### [Task goal]
Print verbatim every line starting at the one that contains "with stripe in" and ending at the final line of the records; include both endpoints.

### [Provided records]
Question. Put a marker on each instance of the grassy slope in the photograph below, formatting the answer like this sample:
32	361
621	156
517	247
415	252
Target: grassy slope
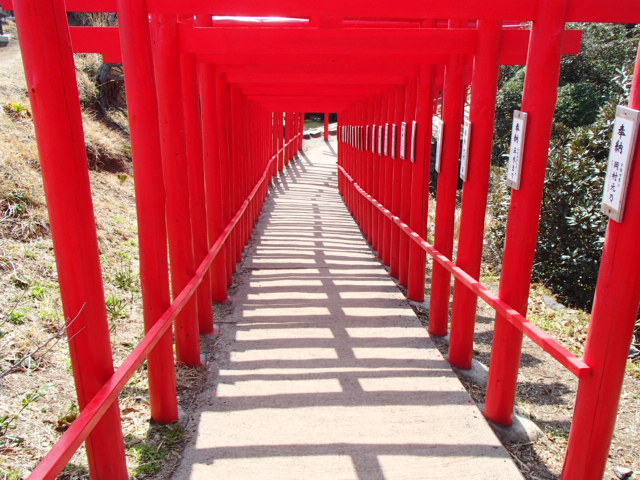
37	399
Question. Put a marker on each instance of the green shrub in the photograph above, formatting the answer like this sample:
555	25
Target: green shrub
572	228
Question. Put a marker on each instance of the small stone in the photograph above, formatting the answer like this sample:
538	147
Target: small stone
624	473
552	303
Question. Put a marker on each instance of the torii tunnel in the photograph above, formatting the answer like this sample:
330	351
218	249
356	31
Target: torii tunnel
216	108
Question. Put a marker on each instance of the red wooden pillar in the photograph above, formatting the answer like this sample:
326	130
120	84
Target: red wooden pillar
46	48
225	152
420	184
133	21
226	115
178	215
474	194
195	169
396	188
301	139
613	317
539	101
389	168
326	127
405	194
452	113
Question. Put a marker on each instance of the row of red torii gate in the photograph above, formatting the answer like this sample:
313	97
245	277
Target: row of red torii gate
208	99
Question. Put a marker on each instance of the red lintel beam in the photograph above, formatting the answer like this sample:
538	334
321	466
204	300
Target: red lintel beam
298	77
317	41
327	63
310	90
105	40
311	104
408	9
614	11
341	68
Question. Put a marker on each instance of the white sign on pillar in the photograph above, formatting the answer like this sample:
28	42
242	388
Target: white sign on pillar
464	155
366	138
623	142
393	140
386	139
373	138
403	140
516	149
437	136
414	134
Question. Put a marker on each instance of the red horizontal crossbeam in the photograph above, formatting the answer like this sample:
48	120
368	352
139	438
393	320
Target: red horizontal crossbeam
317	41
301	104
574	364
298	77
310	45
614	11
64	449
306	90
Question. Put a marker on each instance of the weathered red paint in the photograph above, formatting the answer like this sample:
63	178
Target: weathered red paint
150	201
370	72
45	45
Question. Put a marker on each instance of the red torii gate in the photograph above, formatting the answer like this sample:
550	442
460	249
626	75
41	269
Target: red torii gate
333	62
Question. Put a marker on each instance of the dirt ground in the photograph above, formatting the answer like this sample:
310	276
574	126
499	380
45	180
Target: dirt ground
546	394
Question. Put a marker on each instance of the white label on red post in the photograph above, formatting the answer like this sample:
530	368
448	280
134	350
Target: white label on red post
366	138
414	133
464	156
516	149
437	134
393	140
623	141
386	139
403	140
373	138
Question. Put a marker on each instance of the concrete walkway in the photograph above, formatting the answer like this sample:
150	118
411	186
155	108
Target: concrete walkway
323	370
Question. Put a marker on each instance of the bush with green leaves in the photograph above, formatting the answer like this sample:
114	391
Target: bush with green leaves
572	228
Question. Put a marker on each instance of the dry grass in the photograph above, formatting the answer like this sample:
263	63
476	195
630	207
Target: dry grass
32	418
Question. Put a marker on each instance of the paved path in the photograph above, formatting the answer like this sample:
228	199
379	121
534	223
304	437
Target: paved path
323	370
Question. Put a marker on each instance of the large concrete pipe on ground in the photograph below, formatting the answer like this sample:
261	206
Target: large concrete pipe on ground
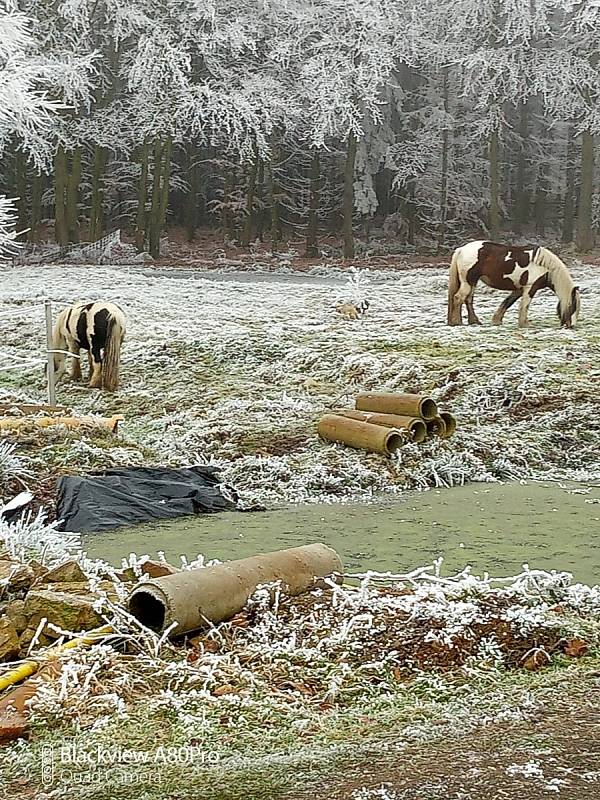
415	427
197	597
362	435
410	405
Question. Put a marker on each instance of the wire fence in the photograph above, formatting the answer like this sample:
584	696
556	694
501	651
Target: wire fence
25	363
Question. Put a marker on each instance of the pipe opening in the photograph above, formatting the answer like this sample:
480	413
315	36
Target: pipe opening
148	610
418	431
428	408
450	423
436	427
393	442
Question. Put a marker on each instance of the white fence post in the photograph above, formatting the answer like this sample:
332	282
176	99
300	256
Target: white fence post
51	376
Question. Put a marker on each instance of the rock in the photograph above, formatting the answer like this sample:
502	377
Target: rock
39	570
13	725
19	576
70	610
14	710
69	572
43	640
153	569
15	611
9	640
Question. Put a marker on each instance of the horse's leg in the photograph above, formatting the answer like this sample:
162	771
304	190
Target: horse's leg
524	307
473	318
459	298
76	366
95	366
504	306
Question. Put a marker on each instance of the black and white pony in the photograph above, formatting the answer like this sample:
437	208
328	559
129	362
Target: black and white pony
522	271
98	328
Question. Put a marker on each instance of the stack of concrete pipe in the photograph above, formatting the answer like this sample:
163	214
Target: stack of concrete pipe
384	421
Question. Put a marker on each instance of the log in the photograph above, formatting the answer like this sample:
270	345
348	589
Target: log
362	435
16	423
410	405
197	597
415	427
32	408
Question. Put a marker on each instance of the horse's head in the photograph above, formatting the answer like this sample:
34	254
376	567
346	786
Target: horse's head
569	311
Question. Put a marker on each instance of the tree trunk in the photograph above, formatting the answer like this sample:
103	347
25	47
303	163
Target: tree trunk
260	194
166	183
160	193
541	196
96	209
73	181
226	214
36	207
494	187
249	221
140	221
21	189
61	232
585	234
568	227
273	193
348	199
521	194
312	244
191	206
444	167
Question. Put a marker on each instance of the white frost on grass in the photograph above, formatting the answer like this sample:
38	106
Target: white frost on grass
236	370
31	537
533	771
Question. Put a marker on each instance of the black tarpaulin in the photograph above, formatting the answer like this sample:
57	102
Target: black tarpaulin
124	496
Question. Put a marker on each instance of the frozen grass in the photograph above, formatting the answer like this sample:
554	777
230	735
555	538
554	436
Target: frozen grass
238	371
298	685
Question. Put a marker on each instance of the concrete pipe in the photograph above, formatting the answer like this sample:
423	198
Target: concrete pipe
415	427
436	427
362	435
197	597
410	405
449	422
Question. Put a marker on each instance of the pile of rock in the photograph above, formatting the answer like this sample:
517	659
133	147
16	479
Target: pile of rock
62	595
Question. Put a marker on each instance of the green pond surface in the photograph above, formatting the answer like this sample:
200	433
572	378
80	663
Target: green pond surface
492	527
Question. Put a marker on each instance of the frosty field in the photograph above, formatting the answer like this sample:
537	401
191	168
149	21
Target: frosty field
434	686
237	369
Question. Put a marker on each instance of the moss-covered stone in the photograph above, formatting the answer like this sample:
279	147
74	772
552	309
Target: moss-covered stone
9	640
71	611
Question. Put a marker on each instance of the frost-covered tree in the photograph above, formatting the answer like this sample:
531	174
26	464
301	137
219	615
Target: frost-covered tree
27	114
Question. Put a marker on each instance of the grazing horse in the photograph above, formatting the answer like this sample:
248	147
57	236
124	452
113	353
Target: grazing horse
98	328
522	271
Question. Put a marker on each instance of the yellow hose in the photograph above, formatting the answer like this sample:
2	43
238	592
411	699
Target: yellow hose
28	668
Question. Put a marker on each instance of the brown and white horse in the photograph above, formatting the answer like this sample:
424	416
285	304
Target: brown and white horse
522	271
98	328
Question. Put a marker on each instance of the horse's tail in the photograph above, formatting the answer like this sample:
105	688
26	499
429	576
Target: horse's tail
453	285
115	333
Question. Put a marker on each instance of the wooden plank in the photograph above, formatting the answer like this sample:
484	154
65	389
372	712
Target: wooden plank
32	408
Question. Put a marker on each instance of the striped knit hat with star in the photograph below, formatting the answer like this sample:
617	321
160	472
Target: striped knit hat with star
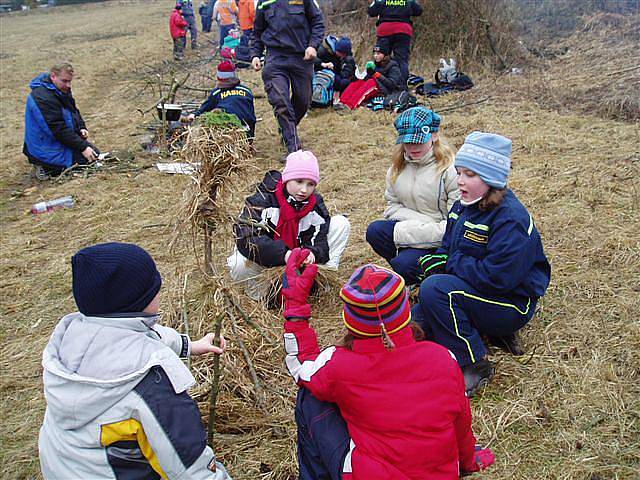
375	302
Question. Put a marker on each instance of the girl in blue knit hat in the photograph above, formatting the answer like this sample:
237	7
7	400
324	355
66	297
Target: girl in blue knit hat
491	269
420	190
117	392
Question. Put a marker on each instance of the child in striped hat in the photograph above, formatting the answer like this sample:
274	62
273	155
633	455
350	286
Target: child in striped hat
382	404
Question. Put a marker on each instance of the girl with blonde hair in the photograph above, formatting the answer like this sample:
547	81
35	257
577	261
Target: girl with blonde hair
420	189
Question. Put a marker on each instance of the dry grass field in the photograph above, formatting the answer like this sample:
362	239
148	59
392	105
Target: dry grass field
569	409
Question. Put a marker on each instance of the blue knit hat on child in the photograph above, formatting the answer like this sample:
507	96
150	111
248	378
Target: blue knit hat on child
488	155
114	278
416	125
344	45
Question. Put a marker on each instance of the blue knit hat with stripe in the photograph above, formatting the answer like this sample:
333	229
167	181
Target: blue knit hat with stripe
416	125
488	155
113	278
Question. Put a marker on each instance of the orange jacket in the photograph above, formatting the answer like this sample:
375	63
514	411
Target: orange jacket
226	11
247	14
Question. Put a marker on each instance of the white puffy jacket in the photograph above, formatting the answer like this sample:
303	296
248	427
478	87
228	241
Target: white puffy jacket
420	199
117	403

### [Answer to this task]
Question. Put a marker on each instance of the blue knit hat with stripe in the photograph above, formatting the answer like this sample:
333	229
167	181
Target: blue knit hat with stripe
416	125
488	155
113	278
Question. Put a marker on each instance of the orange jacket in the photograph above, formatting the answer like this sample:
375	63
514	411
Target: orange jacket
226	11
247	14
Question. Put a marker on each instance of the white puffy jacket in the photograph above, formatting the answer like this sample:
303	296
248	427
478	87
228	241
Target: white puffy jacket
420	199
117	403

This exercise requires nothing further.